Pameran menurut Anwar memiliki dua fungsi utama dalam konteks pemasaran: sebagai sarana promosi atau mendorong produk ke konsumen (Push) dan sebagai ajang menarik langsung konsumen (Pull). Dalam situasi ekonomi yang stabil, keduanya bisa berjalan beriringan dan memberikan dampak positif bagi pelaku usaha.
Namun, dalam kondisi daya beli yang menurun, kata Anwar, tantangan utama yang dihadapi adalah bagaimana mengubah ketertarikan konsumen menjadi keputusan pembelian yang nyata. Karena banyak masyarakat yang tetap datang ke pameran untuk melihat-lihat produk, membandingkan harga, atau sekadar mencari informasi, tetapi tidak langsung melakukan pembelian karena keterbatasan anggaran.
Dalam beberapa industri, seperti otomotif dan properti misalnya, pameran memang masih menjadi alat pemasaran yang relevan, tetapi keberhasilannya tidak semata-mata ditentukan oleh jumlah pengunjung. Banyak pelaku usaha mengandalkan gimik pemasaran seperti diskon besar, program cicilan ringan, atau bundling produk untuk menarik minat konsumen.
“Tapi jika masyarakat menghadapi tekanan ekonomi, insentif-insentif ini tidak selalu efektif, karena kebutuhan dasar mereka lebih mendesak dibandingkan pembelian produk yang bersifat tersier atau investasi jangka panjang,” jelas Anwar kepada Tirto, Jumat (14/3/2025).
Di sisi lain, sektor usaha kecil dan menengah (UKM) yang sangat bergantung pada daya beli masyarakat bawah sering kali tidak mendapatkan manfaat optimal dari pameran. Terlebih biaya untuk berpartisipasi dalam pameran besar bisa cukup mahal, sehingga hanya pelaku usaha dengan modal besar yang bisa memanfaatkannya secara maksimal.
“Jika pameran lebih didominasi oleh pemain besar, maka usaha kecil bisa semakin terpinggirkan, dan peluang mereka untuk mendapatkan pasar baru pun semakin terbatas,” jelas dia.
Oleh karena itu, untuk memastikan bahwa pameran tetap efektif sebagai alat mendorong penjualan di tengah kondisi daya beli yang menurun, ada beberapa hal yang bisa diperbaiki. Pertama, penyelenggara pameran perlu menyesuaikan format acara agar lebih relevan dengan kondisi pasar saat ini.
"Misalnya, dengan menyediakan slot khusus bagi UMKM, menghadirkan produk dengan harga yang lebih terjangkau, atau menawarkan program pembiayaan yang lebih fleksibel," jelas dia.
Kedua, pemerintah dan asosiasi bisnis perlu berperan lebih aktif dalam memberikan insentif bagi pelaku usaha kecil agar mereka tetap bisa bersaing di pameran. Terakhir, pameran sebaiknya tidak hanya berorientasi pada penjualan langsung, tetapi juga membangun jaringan bisnis yang bisa berkelanjutan, misalnya dengan mempertemukan UKM dengan distributor atau investor potensial.

» Tujuan Latihan
(a) Sebutkan semua gimik pemasaran yang menurut teks bacaan diandalkan pelaku usaha untuk menarik minat konsumen.
(b) Menurut teks bacaan, apa dua fungsi utama pameran dalam konteks pemasaran?
(c) Terjemahkan kalimat dari teks bacaan berikut ke dalam bahasa Inggris: "Pertama, penyelenggara pameran perlu menyesuaikan format acara agar lebih relevan dengan kondisi pasar saat ini."

» Entri Hasil Ekstraksi
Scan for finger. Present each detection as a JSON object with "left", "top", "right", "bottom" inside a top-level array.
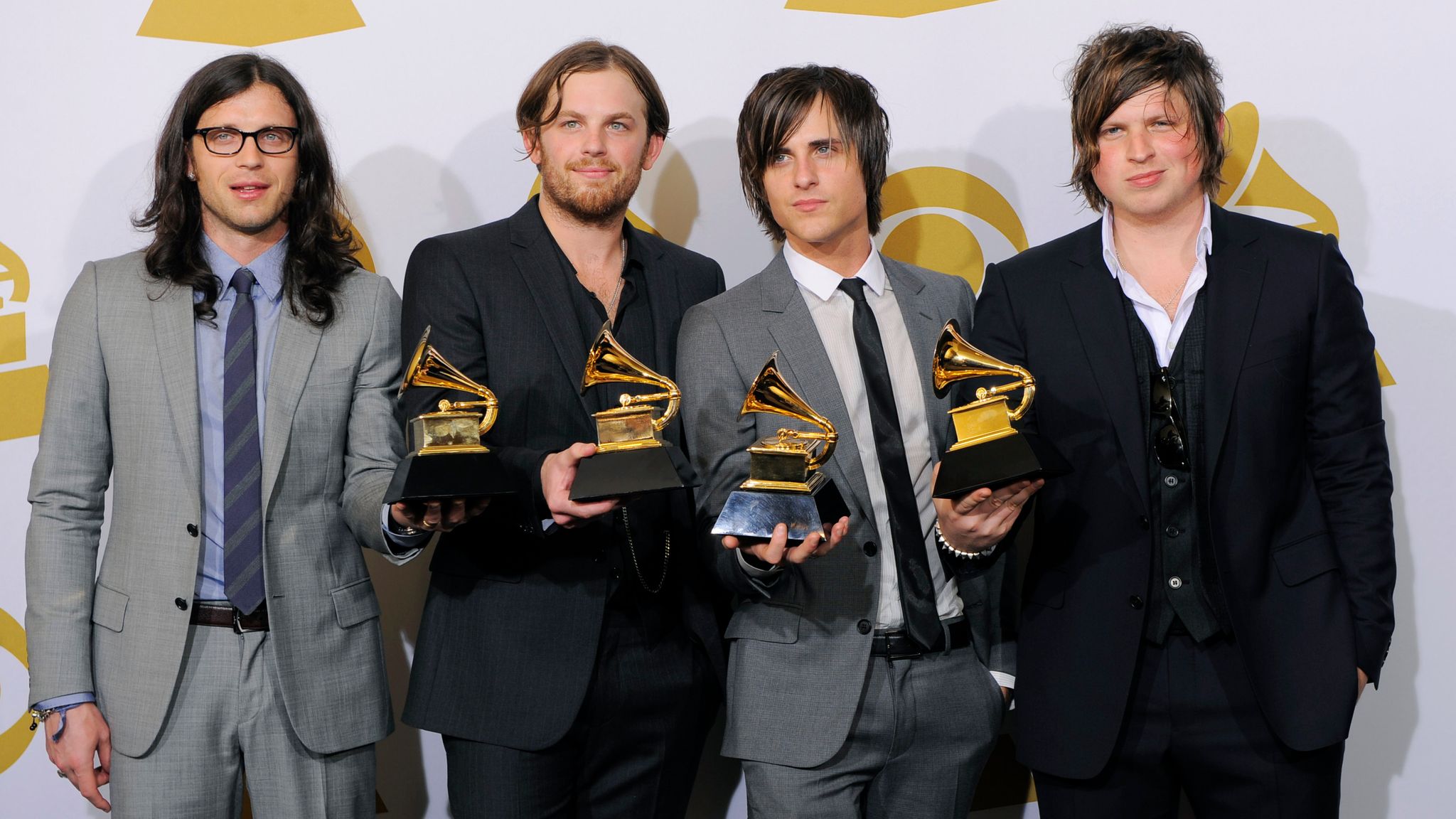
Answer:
[
  {"left": 447, "top": 497, "right": 464, "bottom": 526},
  {"left": 783, "top": 532, "right": 824, "bottom": 562},
  {"left": 96, "top": 730, "right": 111, "bottom": 786},
  {"left": 955, "top": 487, "right": 992, "bottom": 515},
  {"left": 560, "top": 441, "right": 597, "bottom": 466},
  {"left": 68, "top": 765, "right": 111, "bottom": 812}
]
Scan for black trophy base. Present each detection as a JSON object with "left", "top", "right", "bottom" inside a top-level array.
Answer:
[
  {"left": 571, "top": 444, "right": 697, "bottom": 503},
  {"left": 385, "top": 451, "right": 515, "bottom": 503},
  {"left": 932, "top": 433, "right": 1071, "bottom": 497},
  {"left": 714, "top": 476, "right": 849, "bottom": 542}
]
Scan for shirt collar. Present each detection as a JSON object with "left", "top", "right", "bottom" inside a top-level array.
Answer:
[
  {"left": 1102, "top": 194, "right": 1213, "bottom": 279},
  {"left": 783, "top": 242, "right": 888, "bottom": 301},
  {"left": 203, "top": 233, "right": 289, "bottom": 301}
]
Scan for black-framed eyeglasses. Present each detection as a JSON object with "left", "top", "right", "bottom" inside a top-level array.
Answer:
[
  {"left": 1149, "top": 368, "right": 1188, "bottom": 472},
  {"left": 193, "top": 125, "right": 299, "bottom": 156}
]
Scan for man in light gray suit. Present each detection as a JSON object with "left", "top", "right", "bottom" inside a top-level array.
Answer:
[
  {"left": 678, "top": 65, "right": 1039, "bottom": 819},
  {"left": 25, "top": 54, "right": 428, "bottom": 819}
]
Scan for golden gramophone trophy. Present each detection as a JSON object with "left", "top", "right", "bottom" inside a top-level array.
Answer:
[
  {"left": 571, "top": 322, "right": 697, "bottom": 503},
  {"left": 385, "top": 326, "right": 513, "bottom": 503},
  {"left": 714, "top": 353, "right": 849, "bottom": 540},
  {"left": 931, "top": 319, "right": 1070, "bottom": 497}
]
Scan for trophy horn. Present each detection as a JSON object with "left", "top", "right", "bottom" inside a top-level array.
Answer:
[
  {"left": 738, "top": 350, "right": 839, "bottom": 469},
  {"left": 931, "top": 319, "right": 1037, "bottom": 421},
  {"left": 581, "top": 321, "right": 683, "bottom": 432},
  {"left": 396, "top": 326, "right": 501, "bottom": 436}
]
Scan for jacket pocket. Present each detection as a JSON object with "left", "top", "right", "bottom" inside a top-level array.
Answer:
[
  {"left": 724, "top": 602, "right": 803, "bottom": 643},
  {"left": 92, "top": 583, "right": 131, "bottom": 631},
  {"left": 1274, "top": 532, "right": 1339, "bottom": 586},
  {"left": 329, "top": 577, "right": 378, "bottom": 628}
]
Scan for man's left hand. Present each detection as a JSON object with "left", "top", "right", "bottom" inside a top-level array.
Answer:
[
  {"left": 932, "top": 464, "right": 1045, "bottom": 552},
  {"left": 389, "top": 497, "right": 491, "bottom": 532}
]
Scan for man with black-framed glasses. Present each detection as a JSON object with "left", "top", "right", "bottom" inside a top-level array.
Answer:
[
  {"left": 25, "top": 54, "right": 425, "bottom": 819},
  {"left": 970, "top": 28, "right": 1395, "bottom": 819}
]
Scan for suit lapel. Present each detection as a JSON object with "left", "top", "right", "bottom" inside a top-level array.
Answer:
[
  {"left": 1204, "top": 207, "right": 1268, "bottom": 476},
  {"left": 151, "top": 279, "right": 203, "bottom": 504},
  {"left": 1059, "top": 223, "right": 1147, "bottom": 511},
  {"left": 264, "top": 301, "right": 321, "bottom": 516},
  {"left": 638, "top": 222, "right": 683, "bottom": 446},
  {"left": 511, "top": 197, "right": 594, "bottom": 415},
  {"left": 879, "top": 254, "right": 949, "bottom": 451},
  {"left": 763, "top": 254, "right": 875, "bottom": 522}
]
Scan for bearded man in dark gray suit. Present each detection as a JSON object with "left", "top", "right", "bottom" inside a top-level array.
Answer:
[
  {"left": 678, "top": 65, "right": 1039, "bottom": 819},
  {"left": 402, "top": 41, "right": 724, "bottom": 819}
]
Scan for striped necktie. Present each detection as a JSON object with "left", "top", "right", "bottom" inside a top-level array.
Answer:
[{"left": 223, "top": 267, "right": 264, "bottom": 614}]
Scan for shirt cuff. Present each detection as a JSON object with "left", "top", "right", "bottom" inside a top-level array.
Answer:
[
  {"left": 734, "top": 550, "right": 783, "bottom": 577},
  {"left": 32, "top": 691, "right": 96, "bottom": 742},
  {"left": 378, "top": 503, "right": 434, "bottom": 557}
]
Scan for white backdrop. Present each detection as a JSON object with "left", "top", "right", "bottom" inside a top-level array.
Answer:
[{"left": 0, "top": 0, "right": 1456, "bottom": 819}]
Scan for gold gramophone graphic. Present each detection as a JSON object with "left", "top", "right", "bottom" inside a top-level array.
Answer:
[
  {"left": 571, "top": 322, "right": 697, "bottom": 501},
  {"left": 714, "top": 353, "right": 849, "bottom": 540},
  {"left": 931, "top": 319, "right": 1069, "bottom": 497},
  {"left": 385, "top": 326, "right": 511, "bottom": 503}
]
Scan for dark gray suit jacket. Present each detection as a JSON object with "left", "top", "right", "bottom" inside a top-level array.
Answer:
[
  {"left": 402, "top": 198, "right": 724, "bottom": 751},
  {"left": 678, "top": 254, "right": 1017, "bottom": 766}
]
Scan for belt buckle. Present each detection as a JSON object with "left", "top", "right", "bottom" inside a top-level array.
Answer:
[{"left": 233, "top": 606, "right": 262, "bottom": 634}]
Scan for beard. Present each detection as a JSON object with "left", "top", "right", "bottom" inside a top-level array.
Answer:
[{"left": 540, "top": 150, "right": 646, "bottom": 226}]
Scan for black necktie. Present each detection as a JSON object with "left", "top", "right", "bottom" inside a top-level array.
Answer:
[{"left": 839, "top": 279, "right": 942, "bottom": 650}]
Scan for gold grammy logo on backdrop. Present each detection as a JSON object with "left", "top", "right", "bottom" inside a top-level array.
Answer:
[
  {"left": 783, "top": 0, "right": 992, "bottom": 18},
  {"left": 0, "top": 243, "right": 50, "bottom": 440},
  {"left": 0, "top": 609, "right": 36, "bottom": 774},
  {"left": 1213, "top": 102, "right": 1395, "bottom": 386},
  {"left": 137, "top": 0, "right": 364, "bottom": 48},
  {"left": 879, "top": 166, "right": 1027, "bottom": 291}
]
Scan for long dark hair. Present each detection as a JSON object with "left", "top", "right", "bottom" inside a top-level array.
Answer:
[
  {"left": 132, "top": 54, "right": 360, "bottom": 328},
  {"left": 1067, "top": 26, "right": 1229, "bottom": 211},
  {"left": 738, "top": 63, "right": 889, "bottom": 242}
]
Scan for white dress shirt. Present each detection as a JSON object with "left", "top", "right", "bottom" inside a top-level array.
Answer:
[
  {"left": 1102, "top": 194, "right": 1213, "bottom": 361},
  {"left": 783, "top": 243, "right": 963, "bottom": 628}
]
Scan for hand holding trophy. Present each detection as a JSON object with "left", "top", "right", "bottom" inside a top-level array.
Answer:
[
  {"left": 385, "top": 326, "right": 513, "bottom": 504},
  {"left": 931, "top": 319, "right": 1071, "bottom": 498},
  {"left": 712, "top": 353, "right": 849, "bottom": 540},
  {"left": 571, "top": 322, "right": 697, "bottom": 503}
]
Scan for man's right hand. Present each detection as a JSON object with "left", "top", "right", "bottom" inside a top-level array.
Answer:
[
  {"left": 724, "top": 518, "right": 849, "bottom": 565},
  {"left": 45, "top": 702, "right": 111, "bottom": 813},
  {"left": 542, "top": 443, "right": 621, "bottom": 529}
]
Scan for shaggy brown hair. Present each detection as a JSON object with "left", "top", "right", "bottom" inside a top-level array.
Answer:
[{"left": 1067, "top": 26, "right": 1229, "bottom": 211}]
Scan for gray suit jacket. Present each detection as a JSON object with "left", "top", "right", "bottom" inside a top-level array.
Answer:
[
  {"left": 25, "top": 252, "right": 403, "bottom": 756},
  {"left": 677, "top": 254, "right": 1015, "bottom": 766}
]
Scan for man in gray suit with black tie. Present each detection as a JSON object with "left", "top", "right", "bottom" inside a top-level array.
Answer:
[
  {"left": 678, "top": 65, "right": 1039, "bottom": 819},
  {"left": 25, "top": 54, "right": 425, "bottom": 819}
]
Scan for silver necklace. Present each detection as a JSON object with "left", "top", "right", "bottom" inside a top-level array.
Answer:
[
  {"left": 1113, "top": 247, "right": 1199, "bottom": 314},
  {"left": 607, "top": 236, "right": 628, "bottom": 322}
]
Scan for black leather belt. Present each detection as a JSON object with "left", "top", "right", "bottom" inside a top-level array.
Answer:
[
  {"left": 869, "top": 616, "right": 971, "bottom": 660},
  {"left": 192, "top": 599, "right": 268, "bottom": 634}
]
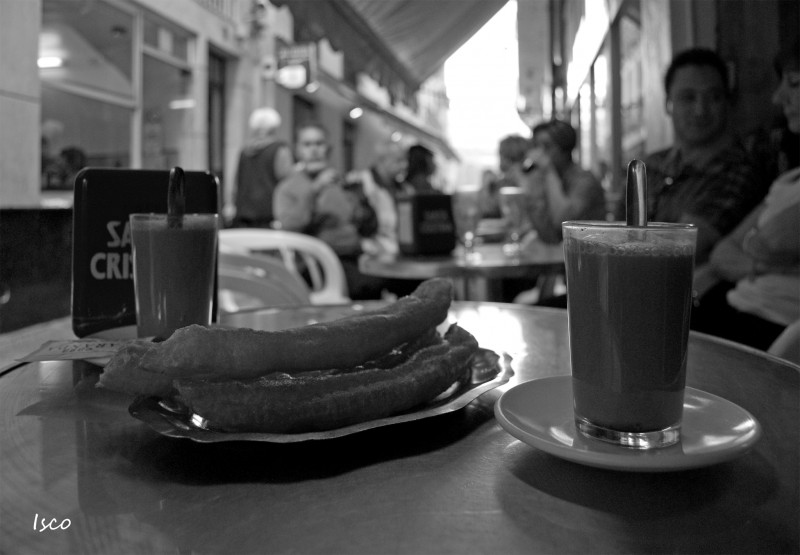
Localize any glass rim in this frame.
[128,212,219,219]
[561,220,697,231]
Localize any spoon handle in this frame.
[625,159,647,227]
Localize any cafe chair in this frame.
[218,252,311,313]
[219,228,350,304]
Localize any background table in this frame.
[358,242,564,301]
[0,302,800,554]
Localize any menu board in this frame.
[397,193,456,256]
[72,168,220,337]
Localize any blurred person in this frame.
[480,168,503,218]
[524,119,606,243]
[58,146,89,189]
[274,122,383,299]
[347,139,408,255]
[403,144,439,193]
[692,35,800,355]
[481,135,530,218]
[233,108,294,227]
[644,48,766,264]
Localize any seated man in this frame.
[525,120,606,243]
[644,48,767,266]
[273,123,383,299]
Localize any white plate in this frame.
[128,349,514,443]
[494,376,761,472]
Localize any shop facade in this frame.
[0,0,455,214]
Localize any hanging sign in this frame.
[275,42,317,89]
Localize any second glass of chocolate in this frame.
[130,214,219,339]
[562,222,697,449]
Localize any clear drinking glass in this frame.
[562,222,697,449]
[452,187,482,262]
[130,214,219,339]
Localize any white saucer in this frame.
[494,376,761,472]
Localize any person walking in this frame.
[233,108,294,227]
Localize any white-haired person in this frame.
[233,107,294,227]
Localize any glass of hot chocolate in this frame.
[562,222,697,449]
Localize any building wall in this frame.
[0,0,42,208]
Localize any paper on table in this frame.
[18,339,130,362]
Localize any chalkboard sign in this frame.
[72,168,220,337]
[397,193,456,255]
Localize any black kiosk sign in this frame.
[72,168,219,337]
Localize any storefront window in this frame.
[619,2,646,160]
[38,0,134,190]
[142,55,196,169]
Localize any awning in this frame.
[271,0,508,99]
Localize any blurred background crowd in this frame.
[0,0,800,356]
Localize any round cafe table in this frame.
[358,241,564,301]
[0,302,800,554]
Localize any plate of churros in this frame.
[128,349,514,443]
[99,279,513,443]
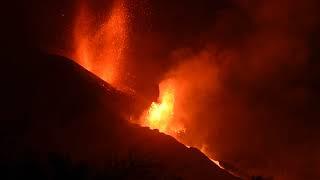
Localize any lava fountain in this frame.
[142,79,185,137]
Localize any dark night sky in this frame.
[1,0,320,179]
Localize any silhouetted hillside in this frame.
[0,51,237,180]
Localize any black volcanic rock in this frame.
[0,51,238,180]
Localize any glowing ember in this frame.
[142,80,185,138]
[146,84,174,132]
[142,79,224,169]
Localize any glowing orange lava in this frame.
[73,0,128,89]
[142,79,223,169]
[142,80,185,137]
[146,83,174,132]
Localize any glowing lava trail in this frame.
[141,79,224,169]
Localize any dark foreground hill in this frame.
[0,52,237,180]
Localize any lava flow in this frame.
[142,80,185,137]
[141,79,224,169]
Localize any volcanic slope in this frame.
[0,51,238,180]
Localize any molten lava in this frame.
[142,80,185,138]
[146,81,174,132]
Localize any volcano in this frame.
[0,50,238,180]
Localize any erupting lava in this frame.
[141,79,224,169]
[142,80,185,137]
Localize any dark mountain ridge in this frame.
[0,51,238,180]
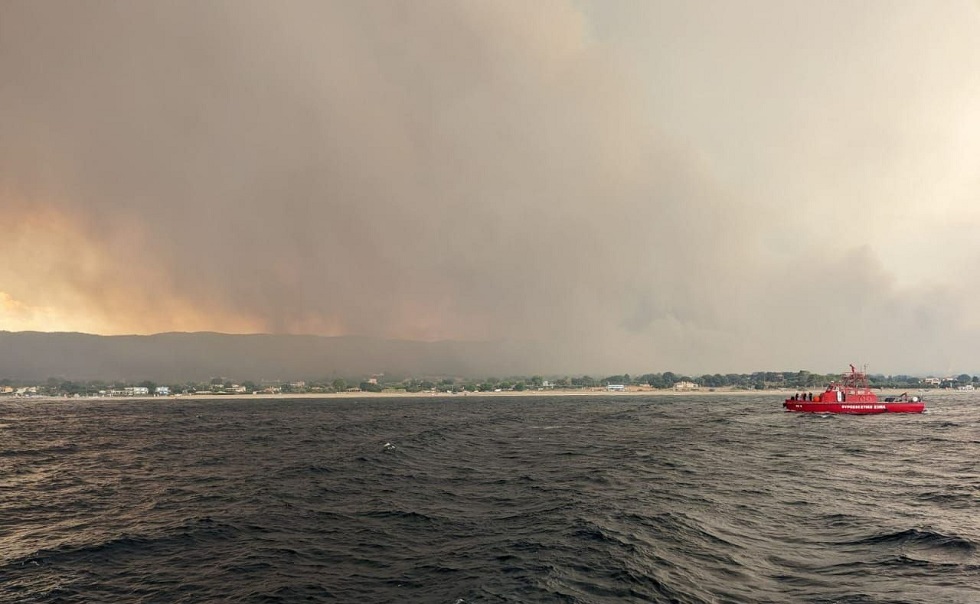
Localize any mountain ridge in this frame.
[0,331,539,381]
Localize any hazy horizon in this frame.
[0,0,980,375]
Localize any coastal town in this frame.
[0,371,980,398]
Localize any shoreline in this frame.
[7,388,932,402]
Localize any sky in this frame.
[0,0,980,374]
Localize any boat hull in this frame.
[783,399,926,415]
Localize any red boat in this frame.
[783,365,926,415]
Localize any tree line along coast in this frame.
[0,371,968,397]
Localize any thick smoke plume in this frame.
[0,1,980,372]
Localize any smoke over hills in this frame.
[0,0,980,373]
[0,332,552,382]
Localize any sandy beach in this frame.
[15,387,933,402]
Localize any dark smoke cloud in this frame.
[0,1,980,371]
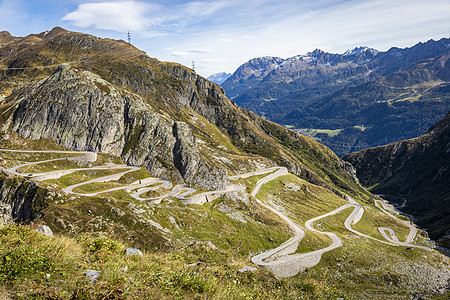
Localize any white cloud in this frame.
[62,1,156,32]
[59,0,450,75]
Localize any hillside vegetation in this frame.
[222,38,450,156]
[345,113,450,247]
[0,28,450,299]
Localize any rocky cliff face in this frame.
[0,28,367,196]
[0,173,47,224]
[12,65,228,189]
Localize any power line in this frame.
[0,60,80,71]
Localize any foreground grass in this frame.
[0,225,346,299]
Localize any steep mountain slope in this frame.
[0,28,370,200]
[344,113,450,247]
[222,39,450,155]
[206,72,231,84]
[0,28,450,299]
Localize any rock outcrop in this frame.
[0,173,47,224]
[12,65,228,190]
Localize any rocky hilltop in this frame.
[0,28,361,194]
[344,113,450,248]
[222,38,450,156]
[0,28,450,299]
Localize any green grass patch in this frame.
[44,169,126,187]
[352,207,409,242]
[73,181,123,194]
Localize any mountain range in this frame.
[344,112,450,248]
[0,27,450,299]
[206,72,231,84]
[222,38,450,156]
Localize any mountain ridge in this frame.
[222,38,450,156]
[344,112,450,248]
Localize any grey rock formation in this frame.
[0,174,47,224]
[173,122,228,189]
[12,65,228,190]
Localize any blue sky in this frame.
[0,0,450,76]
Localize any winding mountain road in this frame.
[0,149,432,277]
[0,148,244,205]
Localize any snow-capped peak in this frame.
[342,46,378,56]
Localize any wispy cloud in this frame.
[62,1,156,32]
[58,0,450,75]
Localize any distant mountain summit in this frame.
[222,38,450,155]
[206,72,231,84]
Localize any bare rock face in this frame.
[13,65,125,155]
[173,122,228,189]
[12,65,228,189]
[0,173,47,224]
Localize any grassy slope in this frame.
[345,114,450,246]
[0,28,369,205]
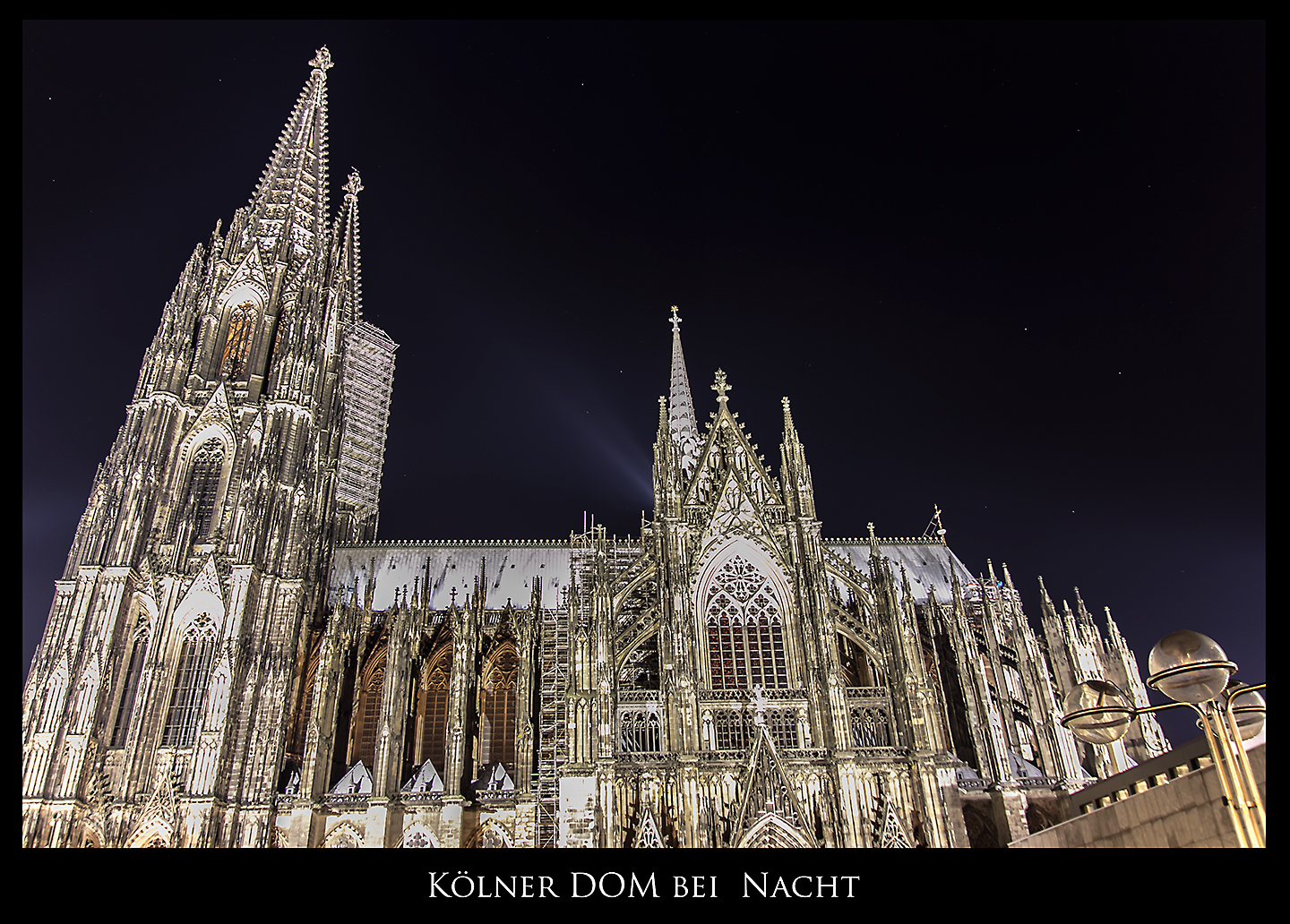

» Hasil Latihan
(a) Diskon besar, program cicilan ringan, dan bundling produk.

(b) Sebagai sarana promosi atau mendorong produk ke konsumen (Push) dan sebagai ajang menarik langsung konsumen (Pull).

(c) First, exhibition organizers need to adjust the event format so that it is more relevant to current market conditions.